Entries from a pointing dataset
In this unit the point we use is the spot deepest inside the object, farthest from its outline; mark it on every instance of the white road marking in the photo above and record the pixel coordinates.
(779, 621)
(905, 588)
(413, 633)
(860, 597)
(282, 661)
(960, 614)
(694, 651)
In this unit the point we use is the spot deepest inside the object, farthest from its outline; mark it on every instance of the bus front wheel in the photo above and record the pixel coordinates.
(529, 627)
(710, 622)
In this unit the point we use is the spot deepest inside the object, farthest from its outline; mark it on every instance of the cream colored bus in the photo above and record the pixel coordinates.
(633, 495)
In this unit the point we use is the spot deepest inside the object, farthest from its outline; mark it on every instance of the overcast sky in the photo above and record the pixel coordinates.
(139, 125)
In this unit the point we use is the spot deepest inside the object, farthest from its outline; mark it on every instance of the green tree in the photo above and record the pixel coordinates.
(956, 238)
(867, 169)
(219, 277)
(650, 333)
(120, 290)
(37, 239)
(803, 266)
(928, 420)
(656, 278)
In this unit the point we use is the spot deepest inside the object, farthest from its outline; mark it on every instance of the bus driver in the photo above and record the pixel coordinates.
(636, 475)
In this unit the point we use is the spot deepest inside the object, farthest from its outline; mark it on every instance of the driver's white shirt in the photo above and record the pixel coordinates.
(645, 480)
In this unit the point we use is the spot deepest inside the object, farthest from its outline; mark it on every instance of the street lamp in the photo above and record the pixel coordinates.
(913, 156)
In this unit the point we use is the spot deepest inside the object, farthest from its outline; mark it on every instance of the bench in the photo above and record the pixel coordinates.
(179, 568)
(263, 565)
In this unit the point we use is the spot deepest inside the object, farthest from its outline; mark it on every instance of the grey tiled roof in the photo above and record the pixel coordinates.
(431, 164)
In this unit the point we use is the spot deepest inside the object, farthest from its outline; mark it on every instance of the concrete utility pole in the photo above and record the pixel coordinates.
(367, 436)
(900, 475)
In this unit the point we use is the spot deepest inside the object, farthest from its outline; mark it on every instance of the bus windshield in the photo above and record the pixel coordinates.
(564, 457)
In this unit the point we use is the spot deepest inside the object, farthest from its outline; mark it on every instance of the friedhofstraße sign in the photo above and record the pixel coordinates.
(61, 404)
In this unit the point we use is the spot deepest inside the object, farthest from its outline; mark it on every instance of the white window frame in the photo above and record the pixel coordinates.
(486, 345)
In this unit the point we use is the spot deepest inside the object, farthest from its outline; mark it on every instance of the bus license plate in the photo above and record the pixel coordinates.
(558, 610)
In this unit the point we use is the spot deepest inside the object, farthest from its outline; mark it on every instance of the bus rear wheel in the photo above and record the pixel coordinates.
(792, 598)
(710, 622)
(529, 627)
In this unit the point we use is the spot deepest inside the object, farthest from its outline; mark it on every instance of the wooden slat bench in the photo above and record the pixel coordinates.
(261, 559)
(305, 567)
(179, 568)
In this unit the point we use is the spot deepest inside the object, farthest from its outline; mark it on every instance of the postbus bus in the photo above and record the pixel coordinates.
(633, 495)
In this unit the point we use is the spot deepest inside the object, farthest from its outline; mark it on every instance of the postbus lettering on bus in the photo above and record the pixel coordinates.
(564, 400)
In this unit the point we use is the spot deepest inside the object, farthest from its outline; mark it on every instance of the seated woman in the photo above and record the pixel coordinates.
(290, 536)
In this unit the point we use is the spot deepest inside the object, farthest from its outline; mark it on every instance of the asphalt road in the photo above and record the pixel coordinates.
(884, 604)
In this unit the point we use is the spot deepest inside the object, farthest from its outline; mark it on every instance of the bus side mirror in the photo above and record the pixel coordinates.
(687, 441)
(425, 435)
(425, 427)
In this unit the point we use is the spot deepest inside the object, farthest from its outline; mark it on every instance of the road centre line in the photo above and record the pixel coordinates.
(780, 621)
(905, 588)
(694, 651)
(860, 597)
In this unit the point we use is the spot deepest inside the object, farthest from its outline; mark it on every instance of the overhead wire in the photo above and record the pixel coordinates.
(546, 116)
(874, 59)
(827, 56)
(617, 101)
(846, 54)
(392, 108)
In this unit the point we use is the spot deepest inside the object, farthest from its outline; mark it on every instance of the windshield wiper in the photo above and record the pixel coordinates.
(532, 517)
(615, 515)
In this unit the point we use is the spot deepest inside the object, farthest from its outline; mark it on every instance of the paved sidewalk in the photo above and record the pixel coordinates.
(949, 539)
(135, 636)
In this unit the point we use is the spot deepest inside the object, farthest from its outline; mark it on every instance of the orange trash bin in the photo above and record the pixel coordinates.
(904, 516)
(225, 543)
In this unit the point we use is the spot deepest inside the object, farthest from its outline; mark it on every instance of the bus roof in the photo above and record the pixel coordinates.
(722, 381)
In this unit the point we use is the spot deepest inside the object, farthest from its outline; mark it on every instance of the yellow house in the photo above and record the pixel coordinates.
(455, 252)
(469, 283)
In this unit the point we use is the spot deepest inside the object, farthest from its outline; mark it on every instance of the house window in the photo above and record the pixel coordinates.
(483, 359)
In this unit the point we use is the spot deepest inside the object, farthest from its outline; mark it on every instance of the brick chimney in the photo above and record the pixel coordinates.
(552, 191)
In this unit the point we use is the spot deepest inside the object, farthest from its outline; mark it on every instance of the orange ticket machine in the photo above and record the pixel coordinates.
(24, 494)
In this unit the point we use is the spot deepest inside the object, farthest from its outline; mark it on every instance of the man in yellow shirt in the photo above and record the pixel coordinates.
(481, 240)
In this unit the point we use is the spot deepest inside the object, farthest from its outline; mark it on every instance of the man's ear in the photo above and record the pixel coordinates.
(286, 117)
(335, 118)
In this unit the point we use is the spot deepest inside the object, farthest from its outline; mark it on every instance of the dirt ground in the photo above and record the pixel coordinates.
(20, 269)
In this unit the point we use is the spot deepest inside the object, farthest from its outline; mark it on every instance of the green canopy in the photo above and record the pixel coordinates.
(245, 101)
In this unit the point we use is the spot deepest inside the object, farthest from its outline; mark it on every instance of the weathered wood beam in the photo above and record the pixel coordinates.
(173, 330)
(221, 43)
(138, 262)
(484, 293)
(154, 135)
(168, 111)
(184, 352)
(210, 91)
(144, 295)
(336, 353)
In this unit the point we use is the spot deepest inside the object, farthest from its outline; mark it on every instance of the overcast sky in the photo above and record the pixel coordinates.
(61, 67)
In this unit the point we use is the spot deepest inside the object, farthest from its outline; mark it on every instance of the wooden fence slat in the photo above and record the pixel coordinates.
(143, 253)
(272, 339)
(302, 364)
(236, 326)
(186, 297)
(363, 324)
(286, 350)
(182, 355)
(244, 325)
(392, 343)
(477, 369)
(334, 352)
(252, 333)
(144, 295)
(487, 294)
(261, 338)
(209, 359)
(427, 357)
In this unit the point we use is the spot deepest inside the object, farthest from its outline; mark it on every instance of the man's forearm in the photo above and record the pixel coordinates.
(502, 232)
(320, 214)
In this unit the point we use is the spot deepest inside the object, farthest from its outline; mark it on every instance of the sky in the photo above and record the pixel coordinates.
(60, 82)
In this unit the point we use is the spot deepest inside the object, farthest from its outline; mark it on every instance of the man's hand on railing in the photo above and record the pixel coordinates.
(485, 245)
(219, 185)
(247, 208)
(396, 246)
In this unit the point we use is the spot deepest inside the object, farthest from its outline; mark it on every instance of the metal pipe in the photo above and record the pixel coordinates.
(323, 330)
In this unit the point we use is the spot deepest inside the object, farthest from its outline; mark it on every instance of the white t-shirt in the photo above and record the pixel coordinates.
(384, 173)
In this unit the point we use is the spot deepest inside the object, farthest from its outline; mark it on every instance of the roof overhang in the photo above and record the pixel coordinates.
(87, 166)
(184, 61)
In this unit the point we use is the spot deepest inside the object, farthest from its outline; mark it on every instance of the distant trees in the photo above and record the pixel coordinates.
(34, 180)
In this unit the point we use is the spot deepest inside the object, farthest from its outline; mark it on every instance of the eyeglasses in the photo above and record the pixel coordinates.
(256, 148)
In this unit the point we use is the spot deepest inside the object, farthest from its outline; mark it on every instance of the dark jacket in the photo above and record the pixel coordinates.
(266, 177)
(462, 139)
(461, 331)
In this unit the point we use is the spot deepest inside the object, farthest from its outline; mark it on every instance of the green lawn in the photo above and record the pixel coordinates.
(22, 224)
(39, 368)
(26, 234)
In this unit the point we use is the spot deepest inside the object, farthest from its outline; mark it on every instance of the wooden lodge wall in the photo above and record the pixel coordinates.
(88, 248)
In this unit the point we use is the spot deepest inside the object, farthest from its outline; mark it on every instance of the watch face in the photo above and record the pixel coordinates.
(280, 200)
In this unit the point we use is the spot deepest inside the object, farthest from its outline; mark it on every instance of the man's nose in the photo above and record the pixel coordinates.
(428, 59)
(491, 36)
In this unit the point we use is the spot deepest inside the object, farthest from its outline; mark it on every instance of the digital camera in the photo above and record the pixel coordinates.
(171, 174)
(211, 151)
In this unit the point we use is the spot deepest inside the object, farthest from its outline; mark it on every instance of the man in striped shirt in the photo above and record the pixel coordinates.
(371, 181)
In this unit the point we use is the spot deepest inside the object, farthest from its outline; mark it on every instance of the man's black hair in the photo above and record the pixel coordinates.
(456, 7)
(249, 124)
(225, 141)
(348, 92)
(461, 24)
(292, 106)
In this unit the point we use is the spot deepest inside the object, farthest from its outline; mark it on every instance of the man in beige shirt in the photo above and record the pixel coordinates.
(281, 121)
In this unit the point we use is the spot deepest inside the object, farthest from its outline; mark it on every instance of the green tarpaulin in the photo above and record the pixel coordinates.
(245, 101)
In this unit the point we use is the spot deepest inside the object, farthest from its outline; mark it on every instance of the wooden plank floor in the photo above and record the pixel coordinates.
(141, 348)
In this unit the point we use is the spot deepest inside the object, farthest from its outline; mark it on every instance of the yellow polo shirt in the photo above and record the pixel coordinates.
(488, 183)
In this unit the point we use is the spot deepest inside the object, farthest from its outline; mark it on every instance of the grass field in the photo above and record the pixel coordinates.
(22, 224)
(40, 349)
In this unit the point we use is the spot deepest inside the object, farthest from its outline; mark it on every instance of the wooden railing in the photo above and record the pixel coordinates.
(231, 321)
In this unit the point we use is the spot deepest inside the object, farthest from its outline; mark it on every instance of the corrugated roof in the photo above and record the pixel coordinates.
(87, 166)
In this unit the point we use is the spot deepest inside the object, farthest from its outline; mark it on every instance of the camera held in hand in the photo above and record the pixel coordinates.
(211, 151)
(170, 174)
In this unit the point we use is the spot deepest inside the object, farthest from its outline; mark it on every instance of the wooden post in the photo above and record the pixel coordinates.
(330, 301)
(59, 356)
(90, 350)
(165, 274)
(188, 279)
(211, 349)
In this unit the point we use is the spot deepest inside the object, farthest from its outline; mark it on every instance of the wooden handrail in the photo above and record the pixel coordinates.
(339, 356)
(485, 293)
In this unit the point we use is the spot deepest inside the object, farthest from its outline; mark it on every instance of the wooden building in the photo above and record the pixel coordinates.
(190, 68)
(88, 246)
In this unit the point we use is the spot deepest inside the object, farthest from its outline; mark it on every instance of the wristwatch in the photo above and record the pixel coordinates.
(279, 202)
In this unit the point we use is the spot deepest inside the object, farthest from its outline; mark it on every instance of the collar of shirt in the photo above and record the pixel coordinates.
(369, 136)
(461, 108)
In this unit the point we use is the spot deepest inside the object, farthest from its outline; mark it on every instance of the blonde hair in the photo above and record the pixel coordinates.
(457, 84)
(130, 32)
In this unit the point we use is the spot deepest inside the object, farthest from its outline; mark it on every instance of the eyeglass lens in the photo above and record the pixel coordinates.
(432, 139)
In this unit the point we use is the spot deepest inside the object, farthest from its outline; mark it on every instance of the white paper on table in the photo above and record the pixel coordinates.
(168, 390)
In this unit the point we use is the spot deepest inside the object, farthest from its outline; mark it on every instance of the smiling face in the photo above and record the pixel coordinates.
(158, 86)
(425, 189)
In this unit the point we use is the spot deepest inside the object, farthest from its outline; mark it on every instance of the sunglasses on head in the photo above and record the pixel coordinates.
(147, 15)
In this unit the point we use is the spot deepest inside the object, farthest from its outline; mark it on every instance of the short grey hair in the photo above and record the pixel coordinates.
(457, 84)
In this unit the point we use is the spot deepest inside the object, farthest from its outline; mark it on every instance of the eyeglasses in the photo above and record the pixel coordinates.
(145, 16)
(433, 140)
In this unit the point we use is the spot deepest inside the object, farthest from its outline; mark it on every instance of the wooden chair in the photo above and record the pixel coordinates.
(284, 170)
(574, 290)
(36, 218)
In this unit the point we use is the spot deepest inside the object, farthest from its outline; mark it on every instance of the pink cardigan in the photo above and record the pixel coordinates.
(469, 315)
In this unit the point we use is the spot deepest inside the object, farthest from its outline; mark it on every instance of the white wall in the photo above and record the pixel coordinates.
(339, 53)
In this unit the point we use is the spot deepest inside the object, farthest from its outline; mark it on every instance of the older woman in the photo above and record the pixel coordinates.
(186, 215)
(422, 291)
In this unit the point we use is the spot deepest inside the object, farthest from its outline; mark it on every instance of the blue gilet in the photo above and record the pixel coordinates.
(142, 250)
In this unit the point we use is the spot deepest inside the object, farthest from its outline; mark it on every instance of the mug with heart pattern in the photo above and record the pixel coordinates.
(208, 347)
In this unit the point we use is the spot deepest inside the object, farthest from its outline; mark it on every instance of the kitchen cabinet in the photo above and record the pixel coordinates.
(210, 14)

#### Task details
Reproduce only the lines from the line containing "of the smiling" to the last line of the material above, both of those lines included.

#### Task solution
In this unit the point we use is the spot deepest inside the object, farthest from its outline; mark it on every instance of the smiling face in the photo above and record the pixel coordinates.
(158, 86)
(425, 189)
In this unit the point we use is the spot deepest inside the object, farthest from its outline; mark it on every instance of the sunglasses on head in the photo above and record the pixel coordinates.
(147, 15)
In this unit the point we use is the spot deepest inside the object, farthest from its outline; mark it on every instance of the short grey hair in the photo above and record the pixel coordinates.
(457, 84)
In this unit the point we use is the spot deepest inside the object, farthest from its outline; mark it on every instance of the eyeglasses in the photo above and record the pixel coordinates.
(145, 16)
(433, 140)
In this unit the point we use is the spot deepest inside the object, farthest from its outline; mark it on every instance of the wooden chair in the photo above and record the pixel coordinates.
(284, 170)
(574, 290)
(36, 218)
In this unit the point we use is the spot deepest inside the object, farthest from its outline; mark it on every instance of the pink cardigan in the photo above and record the pixel coordinates.
(469, 315)
In this unit the point we use is the spot deepest inside the object, farthest from its outline; mark it on every instance of the white wall in the photo above and record the pixel coordinates.
(339, 53)
In this unit the point we use is the spot deepest inside the object, farthest from its outline; mark it on every instance of the older woman in the photo above and record the pixel coordinates.
(186, 215)
(422, 291)
In this unit the point we use is the spot deepest inside the object, farthest from its outline; mark it on every instance of the blue gilet in the photo above and record the pixel coordinates.
(142, 250)
In this unit the point we use is the spot deepest inside the object, farthest from its outline; mark it on every instance of the mug with heart pattern in the photo above and record the pixel coordinates.
(208, 347)
In this unit the point we use is the spot deepest inside the object, farthest from its outline; mark it on every instance of the kitchen cabinet in the photo above and record the pixel coordinates.
(210, 14)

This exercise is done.